Extracted data:
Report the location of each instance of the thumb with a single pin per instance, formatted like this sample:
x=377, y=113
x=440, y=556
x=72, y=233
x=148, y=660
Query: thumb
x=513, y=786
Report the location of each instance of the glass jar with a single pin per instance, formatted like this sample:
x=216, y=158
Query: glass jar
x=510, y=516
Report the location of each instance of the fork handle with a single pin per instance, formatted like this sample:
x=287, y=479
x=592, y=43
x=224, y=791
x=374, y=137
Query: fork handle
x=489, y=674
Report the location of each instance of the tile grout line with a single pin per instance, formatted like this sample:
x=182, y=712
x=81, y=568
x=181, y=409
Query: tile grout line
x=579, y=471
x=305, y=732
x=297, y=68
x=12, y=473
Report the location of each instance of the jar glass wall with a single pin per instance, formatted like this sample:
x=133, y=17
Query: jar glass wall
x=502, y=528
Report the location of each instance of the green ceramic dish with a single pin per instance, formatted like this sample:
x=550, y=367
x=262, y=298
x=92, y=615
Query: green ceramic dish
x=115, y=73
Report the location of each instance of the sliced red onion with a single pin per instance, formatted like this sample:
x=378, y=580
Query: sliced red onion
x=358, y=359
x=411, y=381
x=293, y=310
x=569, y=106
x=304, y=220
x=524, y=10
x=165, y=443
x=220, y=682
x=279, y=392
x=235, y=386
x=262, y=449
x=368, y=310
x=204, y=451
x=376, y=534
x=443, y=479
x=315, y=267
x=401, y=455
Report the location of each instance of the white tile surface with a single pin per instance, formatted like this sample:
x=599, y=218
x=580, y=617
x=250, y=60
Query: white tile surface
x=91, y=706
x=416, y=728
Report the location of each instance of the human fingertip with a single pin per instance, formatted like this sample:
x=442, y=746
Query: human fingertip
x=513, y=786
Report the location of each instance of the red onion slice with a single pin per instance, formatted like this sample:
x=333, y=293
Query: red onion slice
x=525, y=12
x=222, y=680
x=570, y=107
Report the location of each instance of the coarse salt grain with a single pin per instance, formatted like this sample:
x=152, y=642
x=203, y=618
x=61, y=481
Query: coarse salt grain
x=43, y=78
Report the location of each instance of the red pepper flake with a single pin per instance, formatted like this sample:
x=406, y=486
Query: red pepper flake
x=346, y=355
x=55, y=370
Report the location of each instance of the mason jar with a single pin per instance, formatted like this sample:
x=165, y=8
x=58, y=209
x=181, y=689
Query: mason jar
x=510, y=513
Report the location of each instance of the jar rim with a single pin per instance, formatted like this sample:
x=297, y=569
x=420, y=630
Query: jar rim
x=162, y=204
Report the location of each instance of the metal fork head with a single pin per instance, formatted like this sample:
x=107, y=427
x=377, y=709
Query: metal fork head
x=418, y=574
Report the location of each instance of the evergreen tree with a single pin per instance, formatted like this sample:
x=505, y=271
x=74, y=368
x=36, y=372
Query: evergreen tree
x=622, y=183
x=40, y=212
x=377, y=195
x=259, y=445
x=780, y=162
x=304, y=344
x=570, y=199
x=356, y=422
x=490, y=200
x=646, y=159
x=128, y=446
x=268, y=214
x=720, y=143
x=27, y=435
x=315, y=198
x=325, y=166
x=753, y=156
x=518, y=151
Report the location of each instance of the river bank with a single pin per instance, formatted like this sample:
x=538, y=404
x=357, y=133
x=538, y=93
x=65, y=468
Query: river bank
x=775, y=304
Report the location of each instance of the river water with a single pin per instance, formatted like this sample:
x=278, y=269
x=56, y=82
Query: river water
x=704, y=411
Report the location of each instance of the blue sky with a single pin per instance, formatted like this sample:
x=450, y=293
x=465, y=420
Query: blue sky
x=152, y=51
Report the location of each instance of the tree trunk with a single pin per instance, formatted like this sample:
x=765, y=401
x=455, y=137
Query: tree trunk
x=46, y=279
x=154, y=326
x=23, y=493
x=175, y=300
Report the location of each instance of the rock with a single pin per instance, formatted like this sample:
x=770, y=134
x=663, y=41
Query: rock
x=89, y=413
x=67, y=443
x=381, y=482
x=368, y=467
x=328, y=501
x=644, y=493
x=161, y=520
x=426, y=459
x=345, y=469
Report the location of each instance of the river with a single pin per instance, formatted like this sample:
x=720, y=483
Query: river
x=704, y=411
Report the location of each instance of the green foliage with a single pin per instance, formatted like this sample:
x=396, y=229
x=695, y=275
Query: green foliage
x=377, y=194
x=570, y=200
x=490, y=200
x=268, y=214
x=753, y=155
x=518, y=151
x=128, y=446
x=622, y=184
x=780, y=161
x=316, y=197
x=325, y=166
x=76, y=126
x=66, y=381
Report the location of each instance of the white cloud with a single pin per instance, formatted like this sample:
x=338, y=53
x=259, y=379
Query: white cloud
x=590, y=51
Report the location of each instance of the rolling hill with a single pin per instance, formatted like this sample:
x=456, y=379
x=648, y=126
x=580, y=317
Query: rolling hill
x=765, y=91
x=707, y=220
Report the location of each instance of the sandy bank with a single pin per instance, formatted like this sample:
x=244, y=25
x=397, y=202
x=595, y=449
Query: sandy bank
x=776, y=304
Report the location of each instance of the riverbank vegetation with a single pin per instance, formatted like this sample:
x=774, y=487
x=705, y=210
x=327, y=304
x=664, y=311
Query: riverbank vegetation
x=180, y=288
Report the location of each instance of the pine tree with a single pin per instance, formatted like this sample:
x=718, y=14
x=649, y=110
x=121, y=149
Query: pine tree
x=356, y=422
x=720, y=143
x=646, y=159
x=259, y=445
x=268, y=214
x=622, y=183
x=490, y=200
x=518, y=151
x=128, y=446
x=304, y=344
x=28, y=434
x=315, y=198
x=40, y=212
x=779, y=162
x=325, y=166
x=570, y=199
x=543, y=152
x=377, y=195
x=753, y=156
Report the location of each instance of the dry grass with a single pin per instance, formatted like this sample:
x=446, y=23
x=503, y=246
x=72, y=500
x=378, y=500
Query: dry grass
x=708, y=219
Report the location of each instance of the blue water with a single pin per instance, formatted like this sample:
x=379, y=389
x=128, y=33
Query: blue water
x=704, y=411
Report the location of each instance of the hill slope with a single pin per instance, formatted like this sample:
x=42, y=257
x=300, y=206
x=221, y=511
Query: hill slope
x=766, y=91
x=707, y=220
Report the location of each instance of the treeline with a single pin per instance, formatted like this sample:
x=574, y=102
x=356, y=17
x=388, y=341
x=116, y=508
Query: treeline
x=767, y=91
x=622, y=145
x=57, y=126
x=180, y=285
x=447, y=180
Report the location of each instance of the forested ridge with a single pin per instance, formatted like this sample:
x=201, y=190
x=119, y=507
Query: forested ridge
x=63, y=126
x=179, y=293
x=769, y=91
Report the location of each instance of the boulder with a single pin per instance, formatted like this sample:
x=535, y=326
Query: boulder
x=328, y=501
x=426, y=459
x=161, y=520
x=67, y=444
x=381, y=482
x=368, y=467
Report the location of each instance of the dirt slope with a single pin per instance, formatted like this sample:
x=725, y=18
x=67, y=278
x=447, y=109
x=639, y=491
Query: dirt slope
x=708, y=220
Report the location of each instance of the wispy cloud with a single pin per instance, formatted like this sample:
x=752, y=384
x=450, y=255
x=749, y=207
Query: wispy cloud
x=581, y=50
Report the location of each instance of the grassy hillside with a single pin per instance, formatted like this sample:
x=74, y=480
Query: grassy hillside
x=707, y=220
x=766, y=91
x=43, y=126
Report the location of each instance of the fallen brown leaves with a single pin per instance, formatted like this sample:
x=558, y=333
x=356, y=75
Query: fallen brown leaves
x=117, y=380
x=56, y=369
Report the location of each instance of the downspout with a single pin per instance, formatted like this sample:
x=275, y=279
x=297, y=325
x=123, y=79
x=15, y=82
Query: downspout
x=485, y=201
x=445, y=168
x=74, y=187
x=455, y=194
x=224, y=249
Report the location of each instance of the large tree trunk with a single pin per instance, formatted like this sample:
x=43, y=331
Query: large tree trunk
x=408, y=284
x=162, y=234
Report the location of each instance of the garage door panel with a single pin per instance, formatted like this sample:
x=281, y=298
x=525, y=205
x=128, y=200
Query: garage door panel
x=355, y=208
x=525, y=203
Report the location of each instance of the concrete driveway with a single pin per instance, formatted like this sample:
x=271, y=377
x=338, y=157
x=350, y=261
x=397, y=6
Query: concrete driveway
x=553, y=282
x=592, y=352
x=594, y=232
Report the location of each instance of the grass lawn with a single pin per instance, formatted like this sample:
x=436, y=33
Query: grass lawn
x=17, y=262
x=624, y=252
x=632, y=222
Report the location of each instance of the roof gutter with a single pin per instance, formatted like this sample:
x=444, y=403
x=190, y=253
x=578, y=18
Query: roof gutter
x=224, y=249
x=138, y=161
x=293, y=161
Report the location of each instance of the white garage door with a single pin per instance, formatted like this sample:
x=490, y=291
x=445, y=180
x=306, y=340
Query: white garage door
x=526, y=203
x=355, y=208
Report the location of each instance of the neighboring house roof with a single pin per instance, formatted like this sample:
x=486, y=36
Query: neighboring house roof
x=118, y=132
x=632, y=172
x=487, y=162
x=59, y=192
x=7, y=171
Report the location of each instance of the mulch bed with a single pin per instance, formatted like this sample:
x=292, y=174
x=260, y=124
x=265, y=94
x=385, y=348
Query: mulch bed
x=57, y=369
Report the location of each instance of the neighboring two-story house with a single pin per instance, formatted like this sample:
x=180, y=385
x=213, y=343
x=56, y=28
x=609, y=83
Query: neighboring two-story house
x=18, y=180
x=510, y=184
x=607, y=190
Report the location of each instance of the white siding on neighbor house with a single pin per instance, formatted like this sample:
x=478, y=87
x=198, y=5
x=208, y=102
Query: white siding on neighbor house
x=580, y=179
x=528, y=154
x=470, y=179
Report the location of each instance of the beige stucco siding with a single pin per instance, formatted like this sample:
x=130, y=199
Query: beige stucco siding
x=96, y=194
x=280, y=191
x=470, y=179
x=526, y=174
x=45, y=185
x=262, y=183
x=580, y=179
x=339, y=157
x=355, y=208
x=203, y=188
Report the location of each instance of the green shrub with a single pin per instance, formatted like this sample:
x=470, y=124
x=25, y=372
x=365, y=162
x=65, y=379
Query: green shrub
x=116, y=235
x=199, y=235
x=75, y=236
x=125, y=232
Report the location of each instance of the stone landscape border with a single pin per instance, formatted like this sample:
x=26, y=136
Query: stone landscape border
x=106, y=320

Stated goal: Go back to the data above and please quote exactly, and only, the lines from the line with "the neighboring two-story" through its last line.

Exercise solution:
Report the location of each instance of the neighboring two-story house with a single pin per instance, formatted like this sample:
x=180, y=385
x=213, y=343
x=56, y=28
x=609, y=83
Query: neighboring two-story house
x=18, y=180
x=510, y=184
x=607, y=190
Report the location of each instance of the white siding on neighbor house with a single pin per instance, formatted like this sample:
x=478, y=87
x=198, y=5
x=208, y=102
Query: white siding on neighbor house
x=580, y=179
x=528, y=154
x=470, y=179
Report the location of each instance of the beige stucco siding with a single pin per instance, formatted like this sample:
x=130, y=199
Query: beige stucco siding
x=96, y=194
x=280, y=191
x=470, y=179
x=526, y=174
x=45, y=185
x=262, y=183
x=580, y=179
x=339, y=157
x=355, y=208
x=203, y=188
Report the location of each instance of the green shrub with a single pin per instance, formatted like this sample:
x=470, y=124
x=25, y=372
x=365, y=162
x=65, y=379
Query: green shrub
x=116, y=235
x=199, y=235
x=75, y=236
x=125, y=232
Report the location of each instance of the stone landscape border with a single pin per instance, formatted like this sample:
x=26, y=136
Query: stone landscape border
x=106, y=320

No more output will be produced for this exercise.